Exercise details:
Leave out the pictures and retype exactly the lines from the line with "Target: bench seat cushion" through the end of the listing below.

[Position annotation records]
-------------------------

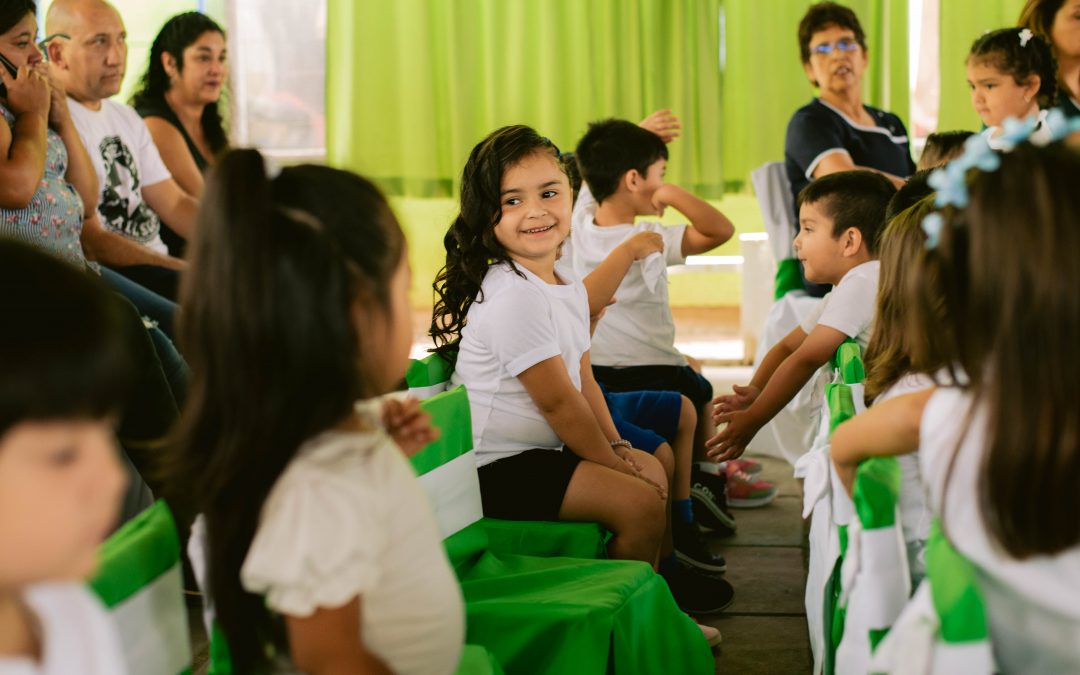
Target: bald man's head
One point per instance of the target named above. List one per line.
(92, 63)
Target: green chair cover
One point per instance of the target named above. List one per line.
(549, 615)
(429, 376)
(475, 660)
(139, 581)
(944, 628)
(788, 278)
(543, 539)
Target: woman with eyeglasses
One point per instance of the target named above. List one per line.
(837, 131)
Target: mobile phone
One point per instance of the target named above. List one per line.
(11, 70)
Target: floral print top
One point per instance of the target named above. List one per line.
(53, 218)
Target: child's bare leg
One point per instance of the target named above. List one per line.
(666, 458)
(630, 508)
(683, 448)
(704, 429)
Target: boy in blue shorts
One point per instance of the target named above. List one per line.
(622, 166)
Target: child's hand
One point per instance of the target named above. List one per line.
(407, 424)
(628, 466)
(644, 244)
(28, 92)
(663, 123)
(731, 442)
(741, 400)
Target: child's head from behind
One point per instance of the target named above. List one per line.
(1008, 278)
(515, 207)
(1010, 72)
(942, 148)
(621, 160)
(295, 307)
(64, 374)
(893, 349)
(839, 218)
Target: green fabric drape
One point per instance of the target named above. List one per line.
(764, 81)
(961, 22)
(414, 84)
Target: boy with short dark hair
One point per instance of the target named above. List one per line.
(840, 216)
(622, 166)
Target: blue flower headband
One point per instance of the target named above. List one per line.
(950, 183)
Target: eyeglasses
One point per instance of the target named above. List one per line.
(845, 44)
(43, 44)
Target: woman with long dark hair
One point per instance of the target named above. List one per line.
(179, 96)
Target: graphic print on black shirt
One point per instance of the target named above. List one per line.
(121, 190)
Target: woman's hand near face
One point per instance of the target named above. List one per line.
(28, 92)
(59, 116)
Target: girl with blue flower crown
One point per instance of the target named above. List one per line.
(999, 439)
(1012, 73)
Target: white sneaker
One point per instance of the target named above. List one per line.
(712, 635)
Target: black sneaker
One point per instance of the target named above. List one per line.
(697, 593)
(709, 497)
(691, 549)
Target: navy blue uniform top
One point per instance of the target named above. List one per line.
(818, 130)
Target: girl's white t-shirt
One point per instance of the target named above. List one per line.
(516, 322)
(77, 634)
(349, 517)
(1034, 605)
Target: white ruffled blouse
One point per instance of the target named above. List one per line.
(349, 517)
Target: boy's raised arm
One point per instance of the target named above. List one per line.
(709, 227)
(602, 283)
(788, 378)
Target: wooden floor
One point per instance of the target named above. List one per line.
(765, 630)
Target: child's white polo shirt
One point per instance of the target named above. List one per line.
(638, 328)
(850, 306)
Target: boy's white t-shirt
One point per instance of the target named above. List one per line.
(349, 517)
(515, 323)
(1034, 605)
(638, 328)
(77, 634)
(850, 306)
(125, 160)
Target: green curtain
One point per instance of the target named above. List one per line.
(961, 22)
(764, 82)
(414, 84)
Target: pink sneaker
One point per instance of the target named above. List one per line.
(744, 491)
(750, 467)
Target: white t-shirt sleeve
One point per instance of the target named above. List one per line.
(150, 164)
(811, 320)
(318, 543)
(525, 333)
(585, 204)
(850, 308)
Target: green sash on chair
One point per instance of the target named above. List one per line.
(139, 581)
(544, 539)
(943, 629)
(548, 615)
(788, 278)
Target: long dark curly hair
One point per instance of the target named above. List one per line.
(178, 34)
(470, 242)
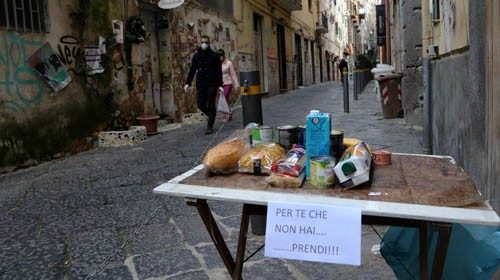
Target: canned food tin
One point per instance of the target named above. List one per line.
(263, 133)
(336, 143)
(301, 135)
(322, 174)
(286, 136)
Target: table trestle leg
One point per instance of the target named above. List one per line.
(213, 230)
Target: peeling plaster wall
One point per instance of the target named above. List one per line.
(459, 99)
(407, 56)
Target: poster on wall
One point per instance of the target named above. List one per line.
(93, 59)
(49, 67)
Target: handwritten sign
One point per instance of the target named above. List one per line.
(310, 232)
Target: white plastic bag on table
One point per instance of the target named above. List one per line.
(222, 105)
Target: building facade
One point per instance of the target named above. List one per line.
(445, 67)
(70, 69)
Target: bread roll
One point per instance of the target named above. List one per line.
(224, 157)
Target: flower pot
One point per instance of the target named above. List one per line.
(150, 122)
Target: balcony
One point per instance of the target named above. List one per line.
(289, 5)
(322, 25)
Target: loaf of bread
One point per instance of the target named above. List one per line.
(224, 157)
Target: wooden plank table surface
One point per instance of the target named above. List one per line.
(420, 187)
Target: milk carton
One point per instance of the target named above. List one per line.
(354, 167)
(318, 126)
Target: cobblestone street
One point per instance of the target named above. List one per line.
(93, 215)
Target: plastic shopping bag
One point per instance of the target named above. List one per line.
(222, 105)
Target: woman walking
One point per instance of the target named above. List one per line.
(229, 79)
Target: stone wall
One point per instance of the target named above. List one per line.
(411, 84)
(458, 98)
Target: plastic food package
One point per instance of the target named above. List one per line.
(285, 181)
(223, 158)
(353, 168)
(260, 158)
(292, 163)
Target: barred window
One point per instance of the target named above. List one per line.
(23, 15)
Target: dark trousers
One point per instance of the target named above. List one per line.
(206, 103)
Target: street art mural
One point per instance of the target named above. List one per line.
(20, 85)
(49, 67)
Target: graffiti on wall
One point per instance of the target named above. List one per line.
(455, 18)
(246, 63)
(20, 85)
(68, 49)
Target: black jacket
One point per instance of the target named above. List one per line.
(208, 69)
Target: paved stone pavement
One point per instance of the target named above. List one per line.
(93, 215)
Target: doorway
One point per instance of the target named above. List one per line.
(313, 62)
(259, 57)
(320, 50)
(493, 102)
(328, 69)
(280, 30)
(298, 60)
(150, 62)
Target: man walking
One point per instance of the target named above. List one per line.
(343, 66)
(207, 67)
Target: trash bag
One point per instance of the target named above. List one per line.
(473, 252)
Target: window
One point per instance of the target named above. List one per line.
(435, 10)
(225, 7)
(23, 15)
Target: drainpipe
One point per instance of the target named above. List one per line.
(427, 77)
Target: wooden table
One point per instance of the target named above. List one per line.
(426, 192)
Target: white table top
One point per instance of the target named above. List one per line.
(374, 208)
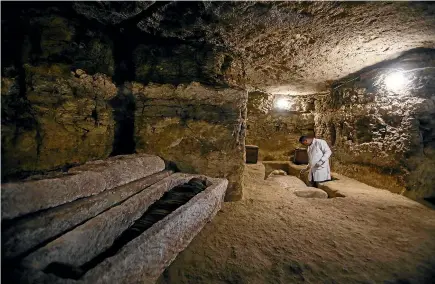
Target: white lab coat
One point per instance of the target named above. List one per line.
(318, 160)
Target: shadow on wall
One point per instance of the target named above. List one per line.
(124, 106)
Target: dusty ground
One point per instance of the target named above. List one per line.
(272, 236)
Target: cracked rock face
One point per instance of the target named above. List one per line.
(287, 47)
(56, 124)
(383, 136)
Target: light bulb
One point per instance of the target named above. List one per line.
(282, 104)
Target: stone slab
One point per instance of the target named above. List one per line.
(36, 229)
(311, 192)
(21, 198)
(145, 258)
(86, 241)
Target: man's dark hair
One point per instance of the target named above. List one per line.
(302, 138)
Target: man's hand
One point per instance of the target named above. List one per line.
(319, 163)
(303, 171)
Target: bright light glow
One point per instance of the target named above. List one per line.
(395, 81)
(283, 103)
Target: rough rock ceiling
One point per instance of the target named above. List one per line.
(287, 47)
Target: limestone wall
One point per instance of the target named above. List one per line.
(276, 131)
(381, 136)
(201, 129)
(64, 118)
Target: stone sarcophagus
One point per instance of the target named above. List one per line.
(121, 220)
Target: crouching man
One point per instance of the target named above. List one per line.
(318, 160)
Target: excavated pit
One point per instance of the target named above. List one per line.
(294, 170)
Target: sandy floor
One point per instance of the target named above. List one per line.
(273, 236)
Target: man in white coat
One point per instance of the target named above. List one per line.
(318, 160)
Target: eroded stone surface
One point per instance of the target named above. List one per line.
(93, 237)
(36, 229)
(382, 136)
(66, 122)
(89, 179)
(201, 129)
(311, 193)
(145, 258)
(292, 46)
(274, 130)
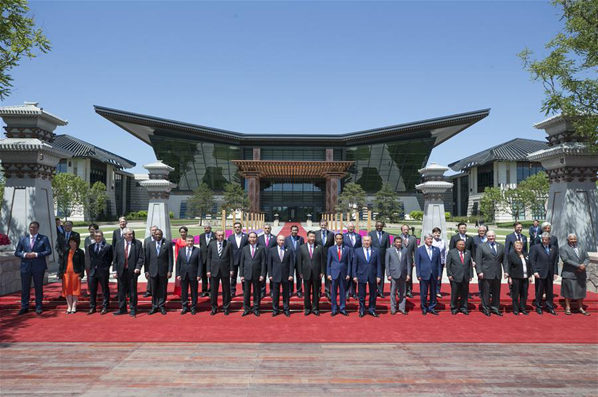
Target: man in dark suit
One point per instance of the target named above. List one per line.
(311, 270)
(459, 269)
(252, 270)
(33, 249)
(220, 269)
(490, 262)
(366, 268)
(325, 238)
(238, 241)
(266, 240)
(398, 262)
(294, 242)
(204, 240)
(544, 260)
(101, 255)
(158, 268)
(428, 269)
(380, 241)
(188, 272)
(338, 272)
(129, 258)
(351, 240)
(280, 270)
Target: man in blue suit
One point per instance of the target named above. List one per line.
(33, 249)
(428, 270)
(338, 270)
(366, 267)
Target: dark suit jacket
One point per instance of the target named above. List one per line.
(277, 269)
(78, 262)
(159, 264)
(253, 268)
(100, 262)
(135, 260)
(461, 272)
(546, 265)
(41, 246)
(189, 269)
(220, 266)
(311, 267)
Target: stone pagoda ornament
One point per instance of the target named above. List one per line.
(434, 187)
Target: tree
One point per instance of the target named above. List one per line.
(18, 38)
(96, 199)
(387, 205)
(352, 198)
(70, 192)
(235, 198)
(201, 202)
(569, 71)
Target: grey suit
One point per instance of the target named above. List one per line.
(398, 264)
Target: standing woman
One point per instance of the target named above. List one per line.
(180, 243)
(520, 275)
(71, 271)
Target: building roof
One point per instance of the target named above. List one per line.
(79, 148)
(143, 126)
(514, 150)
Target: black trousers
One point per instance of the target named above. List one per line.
(311, 296)
(491, 286)
(159, 285)
(519, 293)
(275, 288)
(103, 280)
(127, 286)
(214, 286)
(247, 289)
(189, 282)
(459, 294)
(544, 285)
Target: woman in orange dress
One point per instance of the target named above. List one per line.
(71, 271)
(180, 243)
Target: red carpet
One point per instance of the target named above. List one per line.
(56, 326)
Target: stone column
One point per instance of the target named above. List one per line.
(572, 171)
(433, 188)
(158, 189)
(29, 162)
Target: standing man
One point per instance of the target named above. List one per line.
(311, 270)
(544, 259)
(267, 240)
(101, 255)
(351, 240)
(459, 269)
(158, 268)
(366, 267)
(252, 270)
(220, 269)
(398, 263)
(238, 240)
(188, 272)
(33, 248)
(280, 270)
(204, 241)
(381, 241)
(490, 260)
(325, 238)
(427, 269)
(129, 258)
(338, 272)
(294, 242)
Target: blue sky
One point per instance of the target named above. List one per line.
(289, 67)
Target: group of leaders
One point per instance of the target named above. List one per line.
(349, 263)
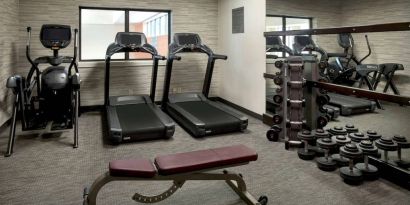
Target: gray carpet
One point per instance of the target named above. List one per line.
(46, 170)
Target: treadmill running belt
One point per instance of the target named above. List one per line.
(138, 119)
(213, 117)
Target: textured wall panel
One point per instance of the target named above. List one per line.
(8, 53)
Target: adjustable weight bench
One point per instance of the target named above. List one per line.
(179, 168)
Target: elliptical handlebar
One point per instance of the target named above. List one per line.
(368, 47)
(217, 56)
(28, 46)
(159, 57)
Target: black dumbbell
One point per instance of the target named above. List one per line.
(369, 171)
(278, 80)
(350, 174)
(350, 128)
(277, 119)
(402, 143)
(340, 140)
(326, 163)
(304, 153)
(278, 99)
(273, 133)
(337, 130)
(373, 136)
(319, 134)
(322, 121)
(357, 137)
(386, 144)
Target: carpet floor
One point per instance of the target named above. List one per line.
(47, 170)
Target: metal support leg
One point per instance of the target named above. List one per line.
(12, 135)
(76, 105)
(370, 86)
(234, 180)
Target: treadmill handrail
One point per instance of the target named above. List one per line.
(117, 48)
(198, 48)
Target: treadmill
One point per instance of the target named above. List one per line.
(134, 118)
(194, 111)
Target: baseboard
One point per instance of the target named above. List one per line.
(5, 125)
(237, 107)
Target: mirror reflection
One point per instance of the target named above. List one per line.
(372, 61)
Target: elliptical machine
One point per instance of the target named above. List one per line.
(48, 97)
(343, 69)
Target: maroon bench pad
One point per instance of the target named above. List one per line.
(132, 168)
(204, 159)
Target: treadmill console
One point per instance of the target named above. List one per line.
(130, 39)
(55, 36)
(303, 42)
(185, 39)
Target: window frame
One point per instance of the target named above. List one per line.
(284, 17)
(126, 29)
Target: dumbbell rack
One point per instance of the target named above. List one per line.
(298, 104)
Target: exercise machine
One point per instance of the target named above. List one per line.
(348, 105)
(388, 70)
(194, 111)
(47, 98)
(134, 118)
(180, 168)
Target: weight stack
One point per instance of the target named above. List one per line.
(315, 99)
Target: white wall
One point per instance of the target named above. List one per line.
(241, 76)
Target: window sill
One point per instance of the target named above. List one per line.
(135, 63)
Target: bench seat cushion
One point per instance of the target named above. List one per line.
(132, 168)
(204, 159)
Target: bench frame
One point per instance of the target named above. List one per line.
(234, 180)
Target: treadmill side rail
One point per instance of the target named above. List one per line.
(231, 111)
(195, 126)
(114, 126)
(165, 120)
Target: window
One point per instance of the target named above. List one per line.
(98, 27)
(285, 23)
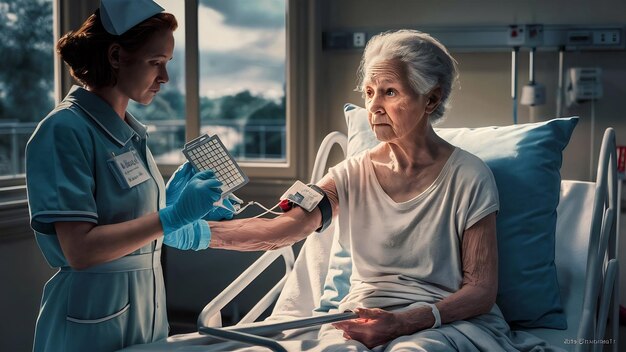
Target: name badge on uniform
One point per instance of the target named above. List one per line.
(129, 169)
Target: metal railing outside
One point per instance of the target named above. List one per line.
(259, 141)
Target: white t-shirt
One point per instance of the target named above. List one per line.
(408, 252)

-------------------------

Worked answer:
Target: bench seat cushion
One point per instance of the target named above. List one per line.
(132, 168)
(204, 159)
Target: bench frame
One point per instance of the target named above. List one per line.
(234, 180)
Target: treadmill side rail
One point per instance of the target named above. List one per line.
(231, 111)
(195, 126)
(114, 126)
(165, 120)
Target: window
One point per instance of the target named above. List one per line.
(98, 27)
(285, 23)
Target: name badge on uniform
One point per instance of the target named above. List one per line.
(129, 169)
Target: metal railing outside
One point per instance of the target named above. List one per line.
(259, 141)
Target: white t-shirt
One point per instance of the target named above. List one per line.
(408, 252)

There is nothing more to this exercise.